Start of Provided records
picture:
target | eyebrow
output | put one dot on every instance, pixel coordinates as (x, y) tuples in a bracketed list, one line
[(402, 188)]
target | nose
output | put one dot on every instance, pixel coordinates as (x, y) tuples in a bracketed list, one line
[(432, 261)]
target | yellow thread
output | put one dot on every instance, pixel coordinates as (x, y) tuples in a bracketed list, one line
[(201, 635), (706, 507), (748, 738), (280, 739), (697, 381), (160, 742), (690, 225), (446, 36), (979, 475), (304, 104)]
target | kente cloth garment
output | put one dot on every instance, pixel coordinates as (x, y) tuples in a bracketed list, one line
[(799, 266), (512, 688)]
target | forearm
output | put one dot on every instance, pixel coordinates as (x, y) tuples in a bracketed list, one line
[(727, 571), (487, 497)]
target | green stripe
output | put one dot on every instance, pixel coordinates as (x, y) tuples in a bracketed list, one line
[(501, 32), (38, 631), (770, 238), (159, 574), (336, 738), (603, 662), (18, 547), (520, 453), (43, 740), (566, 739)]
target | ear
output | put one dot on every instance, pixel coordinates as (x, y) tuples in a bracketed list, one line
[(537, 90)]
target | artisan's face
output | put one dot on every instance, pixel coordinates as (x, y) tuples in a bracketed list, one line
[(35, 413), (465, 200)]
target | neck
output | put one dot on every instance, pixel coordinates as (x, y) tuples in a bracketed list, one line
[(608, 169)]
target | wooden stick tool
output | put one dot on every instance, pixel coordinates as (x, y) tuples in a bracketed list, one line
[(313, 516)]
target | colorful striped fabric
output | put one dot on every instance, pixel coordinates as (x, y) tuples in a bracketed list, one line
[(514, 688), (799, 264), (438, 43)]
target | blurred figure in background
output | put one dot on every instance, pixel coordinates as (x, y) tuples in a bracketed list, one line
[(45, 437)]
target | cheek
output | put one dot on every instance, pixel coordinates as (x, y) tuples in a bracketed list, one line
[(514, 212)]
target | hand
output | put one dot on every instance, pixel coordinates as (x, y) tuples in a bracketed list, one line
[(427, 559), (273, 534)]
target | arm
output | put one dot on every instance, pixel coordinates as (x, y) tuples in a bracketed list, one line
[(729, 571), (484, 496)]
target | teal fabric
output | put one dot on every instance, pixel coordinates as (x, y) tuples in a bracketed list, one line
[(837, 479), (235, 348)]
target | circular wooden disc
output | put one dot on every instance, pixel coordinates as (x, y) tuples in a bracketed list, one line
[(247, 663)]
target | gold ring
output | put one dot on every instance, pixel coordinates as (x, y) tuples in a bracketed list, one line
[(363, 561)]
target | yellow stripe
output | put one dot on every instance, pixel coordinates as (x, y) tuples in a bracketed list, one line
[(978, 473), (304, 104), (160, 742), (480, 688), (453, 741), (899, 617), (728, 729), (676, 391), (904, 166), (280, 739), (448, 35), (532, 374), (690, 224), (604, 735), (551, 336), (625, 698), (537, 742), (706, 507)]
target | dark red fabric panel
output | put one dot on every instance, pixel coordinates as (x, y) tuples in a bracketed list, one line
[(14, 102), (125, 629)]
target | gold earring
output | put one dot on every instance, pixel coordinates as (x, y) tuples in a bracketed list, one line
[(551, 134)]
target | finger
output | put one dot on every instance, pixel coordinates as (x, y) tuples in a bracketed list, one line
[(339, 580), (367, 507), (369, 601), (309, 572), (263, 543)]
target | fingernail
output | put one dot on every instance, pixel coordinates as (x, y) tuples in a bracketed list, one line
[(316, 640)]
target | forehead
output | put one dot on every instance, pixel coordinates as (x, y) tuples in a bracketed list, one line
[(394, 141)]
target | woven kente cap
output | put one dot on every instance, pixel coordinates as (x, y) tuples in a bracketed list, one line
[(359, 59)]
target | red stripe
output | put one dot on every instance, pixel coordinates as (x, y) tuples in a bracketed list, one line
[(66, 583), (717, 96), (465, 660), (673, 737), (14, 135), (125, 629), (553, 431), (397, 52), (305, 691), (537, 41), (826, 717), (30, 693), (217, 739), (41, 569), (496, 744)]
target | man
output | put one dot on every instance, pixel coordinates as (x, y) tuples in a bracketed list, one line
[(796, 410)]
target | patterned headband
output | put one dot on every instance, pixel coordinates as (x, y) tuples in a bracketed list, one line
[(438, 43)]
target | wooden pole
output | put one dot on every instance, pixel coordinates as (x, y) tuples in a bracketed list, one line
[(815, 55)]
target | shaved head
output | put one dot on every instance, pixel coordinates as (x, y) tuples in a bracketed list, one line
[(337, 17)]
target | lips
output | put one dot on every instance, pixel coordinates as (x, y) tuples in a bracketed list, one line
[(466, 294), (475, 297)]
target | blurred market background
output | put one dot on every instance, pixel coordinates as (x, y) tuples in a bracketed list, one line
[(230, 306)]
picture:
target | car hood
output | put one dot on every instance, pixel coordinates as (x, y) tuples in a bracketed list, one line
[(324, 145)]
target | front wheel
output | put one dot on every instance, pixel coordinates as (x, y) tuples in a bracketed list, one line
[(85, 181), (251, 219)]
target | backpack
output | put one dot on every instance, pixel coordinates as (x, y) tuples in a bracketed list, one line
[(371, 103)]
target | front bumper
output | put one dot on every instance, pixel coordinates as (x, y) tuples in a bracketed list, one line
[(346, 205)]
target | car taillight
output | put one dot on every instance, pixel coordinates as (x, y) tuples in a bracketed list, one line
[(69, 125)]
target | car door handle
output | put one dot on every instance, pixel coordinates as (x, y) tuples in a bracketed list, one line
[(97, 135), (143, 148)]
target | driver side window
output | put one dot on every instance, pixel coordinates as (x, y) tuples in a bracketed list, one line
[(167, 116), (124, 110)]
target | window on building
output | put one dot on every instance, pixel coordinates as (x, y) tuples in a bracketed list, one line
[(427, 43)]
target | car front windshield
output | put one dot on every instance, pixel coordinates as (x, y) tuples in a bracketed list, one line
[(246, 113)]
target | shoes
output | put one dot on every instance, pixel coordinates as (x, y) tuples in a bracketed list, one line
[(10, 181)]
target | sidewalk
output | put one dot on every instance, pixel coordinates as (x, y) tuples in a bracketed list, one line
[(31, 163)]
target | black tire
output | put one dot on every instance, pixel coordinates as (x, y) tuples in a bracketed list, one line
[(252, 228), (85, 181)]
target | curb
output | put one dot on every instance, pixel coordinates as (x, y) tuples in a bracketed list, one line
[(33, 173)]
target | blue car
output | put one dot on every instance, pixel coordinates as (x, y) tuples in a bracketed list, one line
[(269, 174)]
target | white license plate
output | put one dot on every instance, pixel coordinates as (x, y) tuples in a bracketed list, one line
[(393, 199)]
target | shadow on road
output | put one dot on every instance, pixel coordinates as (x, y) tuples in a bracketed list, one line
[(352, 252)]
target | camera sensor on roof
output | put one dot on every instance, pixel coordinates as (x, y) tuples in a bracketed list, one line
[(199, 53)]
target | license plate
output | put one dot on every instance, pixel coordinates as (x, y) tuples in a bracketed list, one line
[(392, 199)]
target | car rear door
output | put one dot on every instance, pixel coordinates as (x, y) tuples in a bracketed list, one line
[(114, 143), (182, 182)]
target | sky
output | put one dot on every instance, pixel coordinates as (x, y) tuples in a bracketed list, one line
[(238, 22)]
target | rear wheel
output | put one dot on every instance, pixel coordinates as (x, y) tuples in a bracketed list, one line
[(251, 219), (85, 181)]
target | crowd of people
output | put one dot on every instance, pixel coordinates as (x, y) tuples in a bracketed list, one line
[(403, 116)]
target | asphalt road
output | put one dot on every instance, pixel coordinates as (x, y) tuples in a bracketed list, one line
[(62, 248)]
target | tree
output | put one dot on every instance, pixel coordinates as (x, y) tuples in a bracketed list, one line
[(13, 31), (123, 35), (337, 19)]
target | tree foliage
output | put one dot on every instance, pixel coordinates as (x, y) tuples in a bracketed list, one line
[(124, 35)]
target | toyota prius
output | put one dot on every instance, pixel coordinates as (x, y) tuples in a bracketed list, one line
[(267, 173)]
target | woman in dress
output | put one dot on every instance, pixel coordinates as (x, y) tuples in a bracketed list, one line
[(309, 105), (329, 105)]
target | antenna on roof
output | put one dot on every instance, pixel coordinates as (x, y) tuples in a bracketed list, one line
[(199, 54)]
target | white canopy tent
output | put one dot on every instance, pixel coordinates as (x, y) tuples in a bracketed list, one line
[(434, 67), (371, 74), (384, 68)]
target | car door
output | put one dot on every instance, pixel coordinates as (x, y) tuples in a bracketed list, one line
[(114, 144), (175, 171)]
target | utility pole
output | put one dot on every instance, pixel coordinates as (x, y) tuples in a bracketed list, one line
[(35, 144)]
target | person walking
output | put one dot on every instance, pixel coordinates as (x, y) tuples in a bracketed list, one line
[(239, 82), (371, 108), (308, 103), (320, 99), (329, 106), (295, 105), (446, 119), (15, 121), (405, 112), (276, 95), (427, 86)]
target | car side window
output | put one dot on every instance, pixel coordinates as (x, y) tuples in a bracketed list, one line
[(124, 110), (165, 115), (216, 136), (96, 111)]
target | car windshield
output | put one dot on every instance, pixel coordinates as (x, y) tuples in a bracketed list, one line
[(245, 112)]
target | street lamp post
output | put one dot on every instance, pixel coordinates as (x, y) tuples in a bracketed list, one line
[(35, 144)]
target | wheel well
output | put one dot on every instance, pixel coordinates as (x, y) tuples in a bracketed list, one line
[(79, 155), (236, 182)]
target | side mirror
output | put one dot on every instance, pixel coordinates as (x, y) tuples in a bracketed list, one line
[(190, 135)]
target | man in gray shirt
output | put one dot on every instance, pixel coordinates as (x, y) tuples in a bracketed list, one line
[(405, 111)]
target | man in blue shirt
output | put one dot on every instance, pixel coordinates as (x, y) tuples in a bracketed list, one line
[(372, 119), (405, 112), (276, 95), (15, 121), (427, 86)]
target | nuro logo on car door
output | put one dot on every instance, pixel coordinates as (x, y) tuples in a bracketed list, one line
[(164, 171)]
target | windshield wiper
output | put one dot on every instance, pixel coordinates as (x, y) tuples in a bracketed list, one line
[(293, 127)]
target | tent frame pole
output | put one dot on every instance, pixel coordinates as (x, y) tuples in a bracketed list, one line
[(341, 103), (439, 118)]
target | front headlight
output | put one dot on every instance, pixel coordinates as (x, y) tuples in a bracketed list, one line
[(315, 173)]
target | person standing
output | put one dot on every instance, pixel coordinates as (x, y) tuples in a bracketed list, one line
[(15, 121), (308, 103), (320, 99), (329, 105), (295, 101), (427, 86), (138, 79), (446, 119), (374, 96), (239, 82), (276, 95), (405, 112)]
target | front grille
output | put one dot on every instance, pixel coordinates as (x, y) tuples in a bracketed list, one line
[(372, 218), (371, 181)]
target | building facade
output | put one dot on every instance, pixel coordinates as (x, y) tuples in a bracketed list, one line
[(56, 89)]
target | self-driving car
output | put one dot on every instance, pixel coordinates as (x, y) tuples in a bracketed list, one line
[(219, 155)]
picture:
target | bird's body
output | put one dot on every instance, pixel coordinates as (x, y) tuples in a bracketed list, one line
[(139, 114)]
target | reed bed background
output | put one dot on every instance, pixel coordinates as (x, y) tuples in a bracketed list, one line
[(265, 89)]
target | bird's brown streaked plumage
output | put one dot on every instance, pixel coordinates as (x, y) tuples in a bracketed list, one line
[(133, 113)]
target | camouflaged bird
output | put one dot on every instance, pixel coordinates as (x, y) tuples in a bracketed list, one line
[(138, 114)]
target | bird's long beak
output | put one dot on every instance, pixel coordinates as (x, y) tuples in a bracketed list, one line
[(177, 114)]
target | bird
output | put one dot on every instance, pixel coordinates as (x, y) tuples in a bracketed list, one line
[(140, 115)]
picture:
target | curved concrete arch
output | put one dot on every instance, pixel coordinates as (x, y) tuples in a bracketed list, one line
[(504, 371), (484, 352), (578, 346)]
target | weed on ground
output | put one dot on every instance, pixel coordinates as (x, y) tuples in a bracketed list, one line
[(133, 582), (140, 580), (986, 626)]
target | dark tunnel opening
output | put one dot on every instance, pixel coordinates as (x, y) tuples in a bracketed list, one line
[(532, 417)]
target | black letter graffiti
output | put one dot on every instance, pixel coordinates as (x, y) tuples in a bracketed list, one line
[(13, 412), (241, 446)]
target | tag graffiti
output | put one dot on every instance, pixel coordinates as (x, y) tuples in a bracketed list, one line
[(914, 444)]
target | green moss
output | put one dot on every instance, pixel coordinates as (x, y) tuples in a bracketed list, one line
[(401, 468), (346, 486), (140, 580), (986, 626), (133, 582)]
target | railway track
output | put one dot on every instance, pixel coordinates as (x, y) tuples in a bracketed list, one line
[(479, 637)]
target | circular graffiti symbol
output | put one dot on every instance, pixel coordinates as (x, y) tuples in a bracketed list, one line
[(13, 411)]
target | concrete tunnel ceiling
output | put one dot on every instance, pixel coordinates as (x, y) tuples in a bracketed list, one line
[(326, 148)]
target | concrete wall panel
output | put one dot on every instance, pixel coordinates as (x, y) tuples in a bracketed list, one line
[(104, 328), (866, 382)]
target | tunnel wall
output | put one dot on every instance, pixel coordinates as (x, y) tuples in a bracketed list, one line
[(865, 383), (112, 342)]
End of Provided records
## Assignment
What you give back must be the stretch above, starting at the line with "target | white canopy tent" and ending at the line with "target | utility pole", copied exactly.

## Exercise response
target | white canopy tent
output | put one dot on every instance, pixel coordinates as (x, y) tuples in a bracketed list, one line
[(434, 67), (371, 74), (384, 68)]
target | car door
output | put one dot on every instance, pixel coordinates as (x, y) tuples in a bracketed list, one line
[(114, 144), (175, 171)]
target | utility pole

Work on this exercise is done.